• _PROBLEMS TO WORK ON_:
a. In the MongoDB export question, can you rewrite the part between "if I put 'date.created'" and "write.writeheader()", inclusive, with "outfile" changed to "csvfile"?
b. Using the MongoDB export question, answer these:
(i) Which Python version is the script written for?
(ii) What is the name of the file the script writes to?
(iii) What value does "isDeleted" have in the sample document?

• _TEXT PROVIDED_:
● ● ● ●
1

how do I remove the name of sub-field, u letter and brackets in CSV when export data to csv from Mongodb?

the sample of workflow collection:

 {
        "_id": ObjectID("54b98bca7c1f57d85021f308"),
        "requiredLanguages": [
            "en"
        ],
        "isDeleted": false,
        "name": {
            "en": "Test Workflow"
        },        
        "isEditable": false,
        "date": {
            "created": ISODate("2016-07-21T23:06:38.748Z")
        }
    }

if I put 'date.created' in python script, it shows everything which I do not want.

the python 2.7 script:

import csv
cursor = db.workflows.find( {}, {'_id': 1, 'requiredLanguages': 1, 'isDeleted': 1, 'name': 1, 'isEditable':1, 'date.created':1 })
with open ('workflows.csv', 'w') as outfile:
    fields = ['_id', 'requiredLanguages', 'isDeleted', 'name', 'isEditable', 'date']
    write = csv.DictWriter(outfile, fieldnames=fields)
    write.writeheader()
    for x in cursor:        
        write.writerow(x)
● ● ● ●
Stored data
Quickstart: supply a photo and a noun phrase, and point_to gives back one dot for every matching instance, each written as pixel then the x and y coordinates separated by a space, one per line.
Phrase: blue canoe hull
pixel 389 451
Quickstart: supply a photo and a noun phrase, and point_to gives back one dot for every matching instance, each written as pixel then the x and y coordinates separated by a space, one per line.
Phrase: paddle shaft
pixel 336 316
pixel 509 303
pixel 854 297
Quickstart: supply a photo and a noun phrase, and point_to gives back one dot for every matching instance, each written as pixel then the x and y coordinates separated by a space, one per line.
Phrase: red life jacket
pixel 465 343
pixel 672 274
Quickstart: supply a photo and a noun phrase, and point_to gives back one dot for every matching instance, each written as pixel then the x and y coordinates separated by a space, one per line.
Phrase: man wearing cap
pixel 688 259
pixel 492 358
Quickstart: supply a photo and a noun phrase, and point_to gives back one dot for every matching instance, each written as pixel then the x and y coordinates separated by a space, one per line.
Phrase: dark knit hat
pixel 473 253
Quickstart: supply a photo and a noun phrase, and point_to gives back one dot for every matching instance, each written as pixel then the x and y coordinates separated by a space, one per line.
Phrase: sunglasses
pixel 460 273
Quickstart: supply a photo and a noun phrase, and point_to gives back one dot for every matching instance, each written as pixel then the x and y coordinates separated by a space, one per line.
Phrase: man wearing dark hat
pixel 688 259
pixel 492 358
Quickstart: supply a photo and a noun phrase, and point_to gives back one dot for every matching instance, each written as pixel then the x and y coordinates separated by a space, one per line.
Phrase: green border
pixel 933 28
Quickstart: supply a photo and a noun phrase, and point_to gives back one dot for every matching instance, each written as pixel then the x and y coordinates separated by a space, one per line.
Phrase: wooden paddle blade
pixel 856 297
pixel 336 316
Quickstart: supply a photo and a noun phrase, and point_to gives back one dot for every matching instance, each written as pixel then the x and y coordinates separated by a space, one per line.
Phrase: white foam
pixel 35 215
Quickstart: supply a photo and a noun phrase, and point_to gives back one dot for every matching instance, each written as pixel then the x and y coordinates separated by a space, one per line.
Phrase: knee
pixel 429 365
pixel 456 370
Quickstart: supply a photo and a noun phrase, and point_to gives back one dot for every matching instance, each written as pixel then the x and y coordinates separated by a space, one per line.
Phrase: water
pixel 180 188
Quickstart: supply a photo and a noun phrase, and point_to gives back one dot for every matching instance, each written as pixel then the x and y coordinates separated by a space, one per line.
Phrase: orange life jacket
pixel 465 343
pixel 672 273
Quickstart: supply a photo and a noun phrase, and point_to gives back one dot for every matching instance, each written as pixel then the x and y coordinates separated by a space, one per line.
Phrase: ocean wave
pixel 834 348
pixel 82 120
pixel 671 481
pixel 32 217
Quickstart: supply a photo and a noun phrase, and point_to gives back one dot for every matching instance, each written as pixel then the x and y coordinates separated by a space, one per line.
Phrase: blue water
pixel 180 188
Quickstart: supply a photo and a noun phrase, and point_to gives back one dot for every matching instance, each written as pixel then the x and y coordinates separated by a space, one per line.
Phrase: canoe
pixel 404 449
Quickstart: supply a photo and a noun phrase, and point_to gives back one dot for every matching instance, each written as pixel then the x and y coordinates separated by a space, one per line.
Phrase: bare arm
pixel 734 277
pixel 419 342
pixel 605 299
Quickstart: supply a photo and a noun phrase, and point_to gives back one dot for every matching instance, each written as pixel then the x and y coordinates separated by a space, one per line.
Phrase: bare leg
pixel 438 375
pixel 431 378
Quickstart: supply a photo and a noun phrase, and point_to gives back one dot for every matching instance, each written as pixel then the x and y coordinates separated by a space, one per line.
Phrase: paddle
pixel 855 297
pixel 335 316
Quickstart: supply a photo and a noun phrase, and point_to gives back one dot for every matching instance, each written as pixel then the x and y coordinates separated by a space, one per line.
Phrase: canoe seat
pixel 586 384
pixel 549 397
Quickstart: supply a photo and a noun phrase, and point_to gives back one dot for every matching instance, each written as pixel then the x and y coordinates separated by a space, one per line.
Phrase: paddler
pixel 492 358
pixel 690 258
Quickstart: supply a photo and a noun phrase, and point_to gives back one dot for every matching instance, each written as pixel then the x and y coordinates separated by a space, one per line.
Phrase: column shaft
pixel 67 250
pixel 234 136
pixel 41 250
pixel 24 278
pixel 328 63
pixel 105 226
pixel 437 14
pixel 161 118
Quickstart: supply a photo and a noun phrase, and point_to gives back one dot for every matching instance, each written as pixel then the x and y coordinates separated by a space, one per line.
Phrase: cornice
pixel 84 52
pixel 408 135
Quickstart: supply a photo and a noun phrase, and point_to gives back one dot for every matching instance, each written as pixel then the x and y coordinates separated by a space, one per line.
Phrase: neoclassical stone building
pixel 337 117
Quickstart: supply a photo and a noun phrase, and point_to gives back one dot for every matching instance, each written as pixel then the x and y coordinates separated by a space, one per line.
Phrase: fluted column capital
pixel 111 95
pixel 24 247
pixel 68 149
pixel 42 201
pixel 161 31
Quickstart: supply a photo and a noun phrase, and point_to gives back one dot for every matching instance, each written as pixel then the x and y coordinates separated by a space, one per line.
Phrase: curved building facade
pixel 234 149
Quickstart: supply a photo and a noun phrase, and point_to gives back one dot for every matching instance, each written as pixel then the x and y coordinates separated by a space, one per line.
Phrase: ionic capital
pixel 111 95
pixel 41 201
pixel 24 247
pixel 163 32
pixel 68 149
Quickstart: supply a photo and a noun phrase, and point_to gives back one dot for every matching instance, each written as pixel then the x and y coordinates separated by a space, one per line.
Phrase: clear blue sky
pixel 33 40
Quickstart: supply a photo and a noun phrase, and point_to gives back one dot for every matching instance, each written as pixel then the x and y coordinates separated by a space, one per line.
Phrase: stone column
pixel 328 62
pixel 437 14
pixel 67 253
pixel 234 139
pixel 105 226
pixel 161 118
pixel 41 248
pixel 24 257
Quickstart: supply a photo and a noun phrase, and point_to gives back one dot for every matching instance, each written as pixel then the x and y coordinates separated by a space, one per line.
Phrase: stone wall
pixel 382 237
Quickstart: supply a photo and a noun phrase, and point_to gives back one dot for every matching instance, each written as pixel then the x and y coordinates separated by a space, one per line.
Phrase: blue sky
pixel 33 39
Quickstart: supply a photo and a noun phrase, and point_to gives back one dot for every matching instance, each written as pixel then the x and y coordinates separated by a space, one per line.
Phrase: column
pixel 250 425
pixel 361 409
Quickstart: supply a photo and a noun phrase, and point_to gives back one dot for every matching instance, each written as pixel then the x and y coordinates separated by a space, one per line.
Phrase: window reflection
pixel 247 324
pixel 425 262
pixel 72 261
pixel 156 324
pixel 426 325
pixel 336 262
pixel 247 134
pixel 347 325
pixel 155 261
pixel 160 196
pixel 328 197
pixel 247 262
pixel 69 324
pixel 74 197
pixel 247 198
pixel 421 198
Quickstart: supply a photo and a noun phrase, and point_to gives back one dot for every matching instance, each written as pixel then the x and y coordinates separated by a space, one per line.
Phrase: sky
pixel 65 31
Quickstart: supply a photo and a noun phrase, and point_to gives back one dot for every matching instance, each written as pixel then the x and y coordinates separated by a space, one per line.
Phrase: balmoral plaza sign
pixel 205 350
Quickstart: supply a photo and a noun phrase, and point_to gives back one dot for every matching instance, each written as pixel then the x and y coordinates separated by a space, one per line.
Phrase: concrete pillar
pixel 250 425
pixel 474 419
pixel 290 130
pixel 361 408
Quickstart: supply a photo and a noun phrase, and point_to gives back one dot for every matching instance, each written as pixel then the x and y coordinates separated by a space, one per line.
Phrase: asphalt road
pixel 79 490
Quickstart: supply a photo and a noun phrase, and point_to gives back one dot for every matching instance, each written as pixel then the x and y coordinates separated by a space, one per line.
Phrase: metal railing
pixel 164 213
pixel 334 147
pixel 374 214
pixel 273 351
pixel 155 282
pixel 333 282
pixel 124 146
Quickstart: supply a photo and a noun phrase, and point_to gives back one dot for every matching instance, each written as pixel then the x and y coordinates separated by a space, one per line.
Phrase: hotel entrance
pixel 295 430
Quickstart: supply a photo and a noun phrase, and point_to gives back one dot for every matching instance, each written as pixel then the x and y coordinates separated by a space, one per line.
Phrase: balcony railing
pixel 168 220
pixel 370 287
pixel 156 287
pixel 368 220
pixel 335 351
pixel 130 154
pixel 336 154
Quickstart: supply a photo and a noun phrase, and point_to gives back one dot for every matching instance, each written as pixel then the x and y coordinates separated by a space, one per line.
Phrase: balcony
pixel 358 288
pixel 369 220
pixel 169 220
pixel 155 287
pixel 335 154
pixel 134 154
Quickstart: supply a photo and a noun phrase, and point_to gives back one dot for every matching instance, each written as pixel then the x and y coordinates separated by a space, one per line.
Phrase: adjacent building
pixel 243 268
● ● ● ●
• _TASK-BY-TASK SOLUTIONS_:
a.
if I put 'date.created' in python script, it shows everything which I do not want.

the python 2.7 script:

import csv
cursor = db.workflows.find( {}, {'_id': 1, 'requiredLanguages': 1, 'isDeleted': 1, 'name': 1, 'isEditable':1, 'date.created':1 })
with open ('workflows.csv', 'w') as csvfile:
    fields = ['_id', 'requiredLanguages', 'isDeleted', 'name', 'isEditable', 'date']
    write = csv.DictWriter(csvfile, fieldnames=fields)
    write.writeheader()

b.
(i) Python 2.7
(ii) workflows.csv
(iii) false